Source data
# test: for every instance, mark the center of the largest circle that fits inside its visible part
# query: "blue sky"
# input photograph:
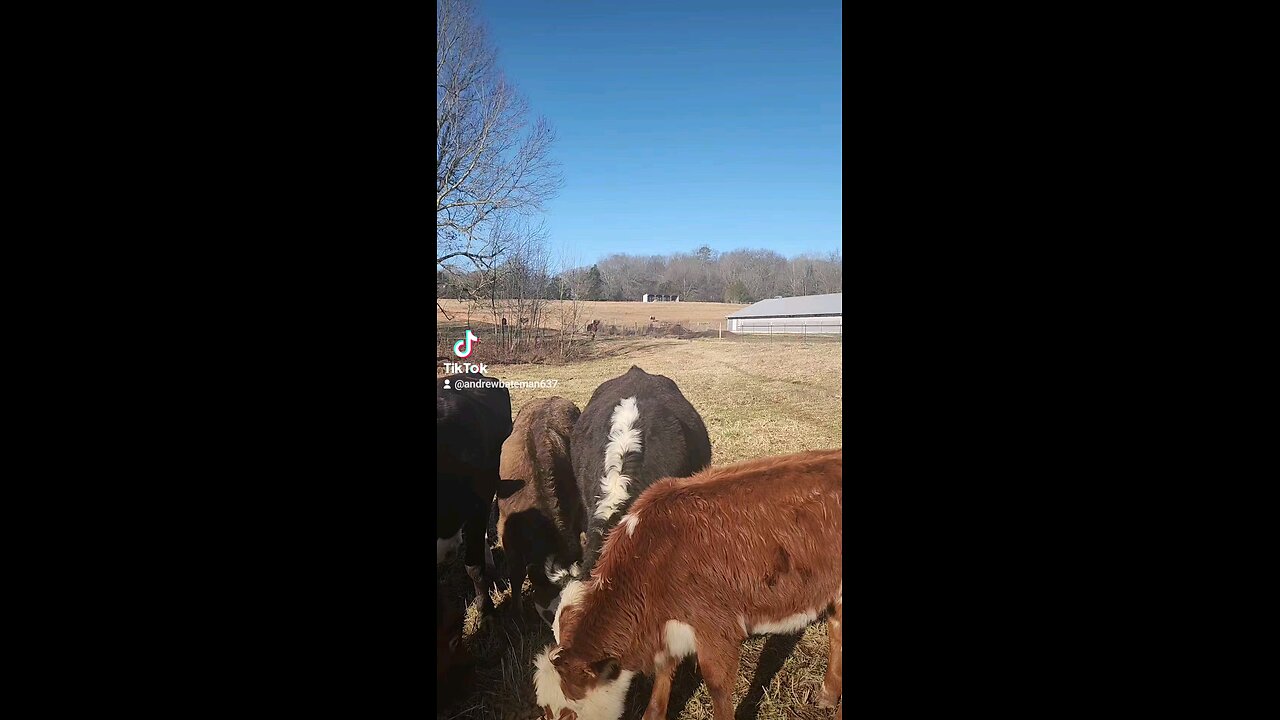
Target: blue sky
(684, 123)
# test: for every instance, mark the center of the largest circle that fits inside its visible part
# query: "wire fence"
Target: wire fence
(785, 331)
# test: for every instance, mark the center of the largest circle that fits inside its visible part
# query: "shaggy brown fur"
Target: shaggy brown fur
(730, 548)
(540, 510)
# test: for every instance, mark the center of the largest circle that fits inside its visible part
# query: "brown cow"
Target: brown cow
(696, 566)
(540, 515)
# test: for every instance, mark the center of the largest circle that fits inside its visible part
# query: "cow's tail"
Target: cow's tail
(490, 538)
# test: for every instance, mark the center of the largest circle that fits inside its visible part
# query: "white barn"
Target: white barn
(808, 314)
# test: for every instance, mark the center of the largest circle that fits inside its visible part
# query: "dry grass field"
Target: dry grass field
(758, 399)
(694, 315)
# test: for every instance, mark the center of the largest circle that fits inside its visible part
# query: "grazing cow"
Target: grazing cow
(635, 429)
(696, 566)
(540, 511)
(455, 668)
(471, 423)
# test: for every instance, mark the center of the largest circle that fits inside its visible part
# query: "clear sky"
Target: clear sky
(677, 124)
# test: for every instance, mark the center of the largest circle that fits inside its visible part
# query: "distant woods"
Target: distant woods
(739, 276)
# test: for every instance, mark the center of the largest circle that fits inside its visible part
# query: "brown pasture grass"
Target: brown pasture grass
(758, 399)
(699, 314)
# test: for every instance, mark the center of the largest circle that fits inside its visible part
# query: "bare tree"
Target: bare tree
(492, 163)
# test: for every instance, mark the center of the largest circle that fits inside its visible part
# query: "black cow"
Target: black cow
(635, 429)
(471, 423)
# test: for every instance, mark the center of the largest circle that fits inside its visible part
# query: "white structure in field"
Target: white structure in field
(808, 314)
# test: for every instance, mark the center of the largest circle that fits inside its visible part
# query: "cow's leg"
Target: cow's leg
(516, 569)
(832, 686)
(666, 673)
(718, 662)
(474, 540)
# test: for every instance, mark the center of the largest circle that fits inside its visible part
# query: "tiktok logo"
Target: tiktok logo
(466, 340)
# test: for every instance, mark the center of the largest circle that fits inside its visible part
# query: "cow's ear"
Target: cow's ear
(607, 670)
(507, 488)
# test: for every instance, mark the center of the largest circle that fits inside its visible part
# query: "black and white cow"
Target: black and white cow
(471, 423)
(636, 429)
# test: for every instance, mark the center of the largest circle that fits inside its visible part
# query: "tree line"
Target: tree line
(737, 276)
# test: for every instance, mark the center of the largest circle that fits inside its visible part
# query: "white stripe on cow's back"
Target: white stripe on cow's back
(624, 438)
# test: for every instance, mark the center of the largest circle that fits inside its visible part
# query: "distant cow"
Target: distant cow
(635, 429)
(540, 510)
(471, 423)
(703, 564)
(455, 668)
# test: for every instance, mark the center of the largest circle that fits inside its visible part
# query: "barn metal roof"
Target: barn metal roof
(791, 306)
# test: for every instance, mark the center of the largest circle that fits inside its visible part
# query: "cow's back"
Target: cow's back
(671, 437)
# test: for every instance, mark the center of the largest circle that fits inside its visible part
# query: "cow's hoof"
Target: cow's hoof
(828, 698)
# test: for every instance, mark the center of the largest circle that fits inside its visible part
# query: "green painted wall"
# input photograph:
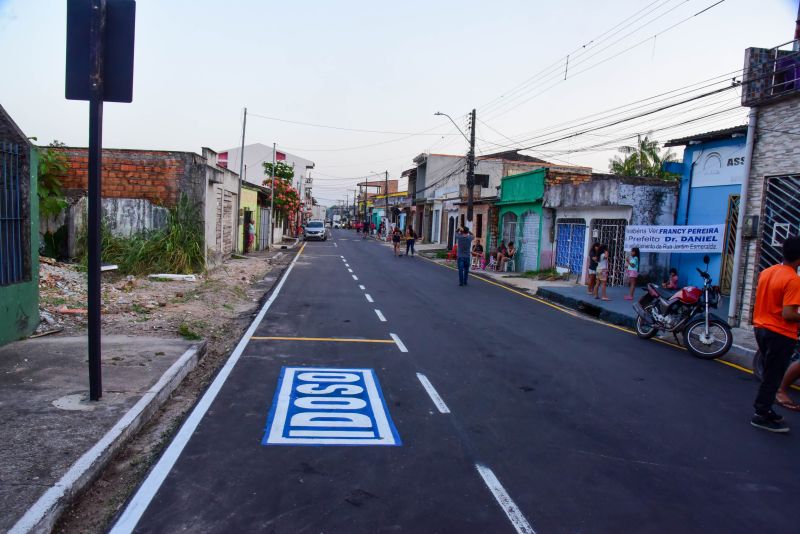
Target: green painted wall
(19, 303)
(521, 194)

* **What is being asked**
Locate each line of the material above containing the string "logo", and copy those lines.

* **Expected answer**
# query: "tiktok logo"
Target: tiktok logo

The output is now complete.